任务指令: 从下列条目中收集所有包含字符串“blue”的行，并逐行照抄出来。

练习数据:
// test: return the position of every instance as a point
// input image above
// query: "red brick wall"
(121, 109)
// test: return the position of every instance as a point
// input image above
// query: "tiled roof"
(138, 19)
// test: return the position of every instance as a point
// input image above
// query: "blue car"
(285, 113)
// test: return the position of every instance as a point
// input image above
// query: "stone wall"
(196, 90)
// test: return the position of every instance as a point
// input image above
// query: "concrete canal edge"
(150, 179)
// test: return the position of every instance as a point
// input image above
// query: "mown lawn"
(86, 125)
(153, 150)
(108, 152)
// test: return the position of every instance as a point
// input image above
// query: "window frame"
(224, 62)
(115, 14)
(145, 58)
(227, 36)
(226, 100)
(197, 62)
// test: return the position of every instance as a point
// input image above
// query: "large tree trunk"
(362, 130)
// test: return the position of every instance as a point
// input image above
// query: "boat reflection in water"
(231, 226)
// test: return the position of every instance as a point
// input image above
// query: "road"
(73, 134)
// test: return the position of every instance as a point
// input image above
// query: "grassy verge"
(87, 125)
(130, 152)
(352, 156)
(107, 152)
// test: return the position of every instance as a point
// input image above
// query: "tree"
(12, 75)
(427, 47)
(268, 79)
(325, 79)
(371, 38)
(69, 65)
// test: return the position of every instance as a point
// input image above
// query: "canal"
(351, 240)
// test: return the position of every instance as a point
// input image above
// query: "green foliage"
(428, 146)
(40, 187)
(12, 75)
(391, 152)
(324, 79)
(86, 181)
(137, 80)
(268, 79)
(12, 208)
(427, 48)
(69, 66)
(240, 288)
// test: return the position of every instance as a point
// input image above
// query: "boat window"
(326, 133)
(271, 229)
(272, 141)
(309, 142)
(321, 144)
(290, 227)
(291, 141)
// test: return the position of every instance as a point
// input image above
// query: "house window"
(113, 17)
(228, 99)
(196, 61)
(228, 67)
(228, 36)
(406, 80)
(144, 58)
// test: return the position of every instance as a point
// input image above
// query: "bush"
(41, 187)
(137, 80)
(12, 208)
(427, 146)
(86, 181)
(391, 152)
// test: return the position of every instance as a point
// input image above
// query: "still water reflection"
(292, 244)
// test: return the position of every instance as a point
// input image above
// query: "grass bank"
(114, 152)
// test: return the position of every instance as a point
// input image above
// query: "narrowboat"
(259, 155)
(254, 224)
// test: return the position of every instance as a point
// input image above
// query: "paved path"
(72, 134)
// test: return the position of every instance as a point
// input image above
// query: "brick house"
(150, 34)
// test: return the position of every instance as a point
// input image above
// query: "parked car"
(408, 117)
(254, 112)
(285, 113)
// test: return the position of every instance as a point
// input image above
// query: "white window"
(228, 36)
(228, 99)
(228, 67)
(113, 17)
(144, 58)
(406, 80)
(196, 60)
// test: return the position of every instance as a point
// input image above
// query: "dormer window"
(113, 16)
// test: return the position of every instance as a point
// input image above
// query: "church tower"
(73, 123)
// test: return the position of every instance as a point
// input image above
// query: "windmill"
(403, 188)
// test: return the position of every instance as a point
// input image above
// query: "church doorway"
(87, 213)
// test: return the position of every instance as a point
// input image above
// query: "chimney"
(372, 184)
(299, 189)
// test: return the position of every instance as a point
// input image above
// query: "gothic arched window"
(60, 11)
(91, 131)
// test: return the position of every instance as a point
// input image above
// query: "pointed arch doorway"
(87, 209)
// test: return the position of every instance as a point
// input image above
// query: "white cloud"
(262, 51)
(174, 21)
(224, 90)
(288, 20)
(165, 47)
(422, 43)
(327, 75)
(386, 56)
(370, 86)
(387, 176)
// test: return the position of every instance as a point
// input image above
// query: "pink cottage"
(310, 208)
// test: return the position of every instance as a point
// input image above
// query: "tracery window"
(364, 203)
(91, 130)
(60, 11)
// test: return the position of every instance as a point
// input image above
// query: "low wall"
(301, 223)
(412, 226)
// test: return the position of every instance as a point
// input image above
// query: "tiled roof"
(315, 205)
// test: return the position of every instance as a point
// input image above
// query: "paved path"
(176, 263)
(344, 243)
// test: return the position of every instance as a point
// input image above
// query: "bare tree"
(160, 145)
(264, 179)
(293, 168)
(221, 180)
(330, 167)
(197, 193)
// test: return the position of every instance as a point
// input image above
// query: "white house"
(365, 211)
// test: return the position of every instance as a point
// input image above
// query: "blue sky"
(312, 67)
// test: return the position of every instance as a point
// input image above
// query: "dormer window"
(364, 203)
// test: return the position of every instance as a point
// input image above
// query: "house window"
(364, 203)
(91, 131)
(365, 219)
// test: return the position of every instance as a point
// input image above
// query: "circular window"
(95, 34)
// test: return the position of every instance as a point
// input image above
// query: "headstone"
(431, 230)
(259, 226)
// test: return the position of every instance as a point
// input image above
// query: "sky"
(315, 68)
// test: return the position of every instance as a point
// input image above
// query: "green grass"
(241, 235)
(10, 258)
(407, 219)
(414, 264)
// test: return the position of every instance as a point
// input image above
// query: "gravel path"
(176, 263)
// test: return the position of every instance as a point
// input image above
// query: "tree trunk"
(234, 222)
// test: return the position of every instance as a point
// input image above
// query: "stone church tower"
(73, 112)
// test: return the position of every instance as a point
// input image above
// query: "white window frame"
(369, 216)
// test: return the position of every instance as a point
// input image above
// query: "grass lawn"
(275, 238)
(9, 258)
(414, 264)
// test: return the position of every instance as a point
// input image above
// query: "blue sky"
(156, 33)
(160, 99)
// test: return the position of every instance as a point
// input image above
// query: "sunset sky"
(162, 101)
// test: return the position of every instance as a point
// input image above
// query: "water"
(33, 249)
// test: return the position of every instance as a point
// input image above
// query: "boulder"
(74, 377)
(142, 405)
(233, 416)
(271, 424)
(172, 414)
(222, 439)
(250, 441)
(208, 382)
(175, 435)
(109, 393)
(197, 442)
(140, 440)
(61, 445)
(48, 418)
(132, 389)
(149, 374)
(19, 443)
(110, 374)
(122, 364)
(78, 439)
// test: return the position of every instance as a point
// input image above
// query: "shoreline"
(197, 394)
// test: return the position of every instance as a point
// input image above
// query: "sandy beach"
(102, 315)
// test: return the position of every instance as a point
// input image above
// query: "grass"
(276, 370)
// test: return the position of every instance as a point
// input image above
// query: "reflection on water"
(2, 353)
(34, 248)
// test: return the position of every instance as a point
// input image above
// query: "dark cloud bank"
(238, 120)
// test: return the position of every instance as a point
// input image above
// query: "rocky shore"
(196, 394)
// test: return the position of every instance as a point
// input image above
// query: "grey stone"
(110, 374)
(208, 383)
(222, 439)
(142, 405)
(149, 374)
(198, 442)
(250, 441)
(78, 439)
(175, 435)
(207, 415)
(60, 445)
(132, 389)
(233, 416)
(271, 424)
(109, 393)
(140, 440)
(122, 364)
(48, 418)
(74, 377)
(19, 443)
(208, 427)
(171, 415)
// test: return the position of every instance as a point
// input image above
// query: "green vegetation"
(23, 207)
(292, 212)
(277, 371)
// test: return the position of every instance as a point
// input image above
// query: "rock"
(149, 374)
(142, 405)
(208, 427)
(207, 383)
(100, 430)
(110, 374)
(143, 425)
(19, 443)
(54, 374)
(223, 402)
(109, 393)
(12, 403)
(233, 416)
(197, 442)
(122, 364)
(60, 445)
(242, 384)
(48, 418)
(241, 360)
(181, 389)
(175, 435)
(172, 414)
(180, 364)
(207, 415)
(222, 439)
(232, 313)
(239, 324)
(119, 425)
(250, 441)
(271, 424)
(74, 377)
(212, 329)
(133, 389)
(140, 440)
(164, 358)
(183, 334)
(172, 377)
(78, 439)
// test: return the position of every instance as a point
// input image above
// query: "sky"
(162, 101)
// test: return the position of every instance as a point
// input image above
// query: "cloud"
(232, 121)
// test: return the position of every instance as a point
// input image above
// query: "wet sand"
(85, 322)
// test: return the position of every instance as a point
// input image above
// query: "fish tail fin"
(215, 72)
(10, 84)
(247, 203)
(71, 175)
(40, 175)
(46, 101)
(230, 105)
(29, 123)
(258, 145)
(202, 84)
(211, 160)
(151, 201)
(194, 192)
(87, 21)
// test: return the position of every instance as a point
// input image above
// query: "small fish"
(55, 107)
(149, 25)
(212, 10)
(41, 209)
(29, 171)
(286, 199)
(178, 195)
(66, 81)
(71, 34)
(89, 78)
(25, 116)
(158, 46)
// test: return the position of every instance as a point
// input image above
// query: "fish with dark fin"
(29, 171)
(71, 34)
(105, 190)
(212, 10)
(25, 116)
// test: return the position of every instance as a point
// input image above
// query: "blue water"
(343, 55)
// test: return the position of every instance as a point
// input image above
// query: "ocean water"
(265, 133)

任务解答:
// query: "blue car"
// query: "blue sky"
// query: "blue sky"
// query: "blue water"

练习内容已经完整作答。